■ **SET OF TASKS**:
1. Translate into Spanish the following sentence from the letter below about the GESO strike: "While this may not help graduate student interests, the strike does help GESO, which has received thousands of dollars in funding and logistical support from these unions."
2. The letter below about the GESO strike names several things the graduate students are not striking for. List every one of them.
3. Write a continuation of the letter below about the GESO strike, picking up after its final sentence.

■ **TEXT PASSAGE**:
To the Editor:

The piece by Justin Zaremby ’03 on the impending GESO strike (“You’re a Yalie, they’re unions: Stay out of it,” 2/18) points out that it will probably not influence the administration significantly. More importantly, the proposed strike does nothing for the graduate students conducting it — they strike not for higher pay, shorter teaching hours to interfere less with their research, or dental insurance, but simply to show solidarity with Yale’s labor unions.

While this may not help graduate student interests, the strike does help GESO, which has received thousands of dollars in funding and logistical support from these unions.

As a first-year graduate student who will soon be TA-ing classes on my own, I believe that teaching assistants should clarify and expand upon the material presented in lecture by professors, just as my best TAs at Yale did for me. To deny my students that assistance is to hold their academic futures as human shields in a fight with the administration. However, by terming their actions as a “strike,” GESO prevents me from merely disagreeing with them. I am now a strike breaker, harming my classmates by crossing picket lines to do my job.

■ **RECORDED INFORMATION**:
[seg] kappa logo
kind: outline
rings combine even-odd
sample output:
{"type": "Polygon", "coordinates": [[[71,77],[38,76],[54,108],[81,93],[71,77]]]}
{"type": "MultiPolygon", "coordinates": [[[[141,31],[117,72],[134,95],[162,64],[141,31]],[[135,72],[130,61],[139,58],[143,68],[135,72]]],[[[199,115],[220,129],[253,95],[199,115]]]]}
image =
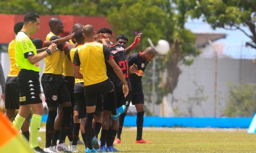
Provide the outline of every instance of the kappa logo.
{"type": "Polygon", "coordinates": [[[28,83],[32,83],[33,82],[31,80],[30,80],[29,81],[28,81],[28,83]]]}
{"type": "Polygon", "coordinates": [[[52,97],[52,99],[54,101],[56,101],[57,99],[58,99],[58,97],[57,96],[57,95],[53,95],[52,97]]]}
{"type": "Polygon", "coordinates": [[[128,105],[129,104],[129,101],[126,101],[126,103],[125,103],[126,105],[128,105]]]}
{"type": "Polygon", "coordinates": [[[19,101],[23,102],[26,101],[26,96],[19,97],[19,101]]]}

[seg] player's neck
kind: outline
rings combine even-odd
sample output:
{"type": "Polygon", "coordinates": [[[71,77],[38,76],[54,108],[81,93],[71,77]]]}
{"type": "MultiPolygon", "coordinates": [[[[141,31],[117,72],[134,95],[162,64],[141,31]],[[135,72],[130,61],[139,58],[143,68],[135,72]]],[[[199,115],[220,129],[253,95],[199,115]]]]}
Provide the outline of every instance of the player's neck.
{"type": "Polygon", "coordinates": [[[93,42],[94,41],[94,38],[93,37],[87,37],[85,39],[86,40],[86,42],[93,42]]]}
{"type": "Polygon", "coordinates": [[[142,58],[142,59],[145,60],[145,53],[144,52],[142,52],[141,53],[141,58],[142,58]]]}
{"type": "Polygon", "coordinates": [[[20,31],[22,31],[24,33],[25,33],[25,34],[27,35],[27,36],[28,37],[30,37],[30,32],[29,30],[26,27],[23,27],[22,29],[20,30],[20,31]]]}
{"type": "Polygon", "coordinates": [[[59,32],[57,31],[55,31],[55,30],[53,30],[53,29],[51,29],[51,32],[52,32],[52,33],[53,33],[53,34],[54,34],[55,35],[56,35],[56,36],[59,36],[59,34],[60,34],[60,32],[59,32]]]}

■ **ANSWERS PROVIDED**:
1. Si bien esto puede no favorecer los intereses de los estudiantes de posgrado, la huelga sí favorece a GESO, que ha recibido miles de dólares en financiación y apoyo logístico de estos sindicatos.

2.
- Higher pay
- Shorter teaching hours to interfere less with their research
- Dental insurance

3.
GESO claims its mission is to provide graduate students with a voice, but its actions serve only to take away the voices of those who dissent. I disagree with Mr. Zaremby — this is the time for anyone, graduate or undergraduate, who takes issue with GESO’s actions to speak up. As it now stands, the environment between Yale and its graduate students is rapidly becoming so hostile that qualified students will choose not to do graduate work at Yale simply to avoid an unnecessary conflict that detracts from everyone’s studies. And that would be a loss for everyone, administration, graduate, and undergraduate alike.

Allen Dodson ’02

February 20, 2003

The writer is a first-year microbiology graduate student at Harvard.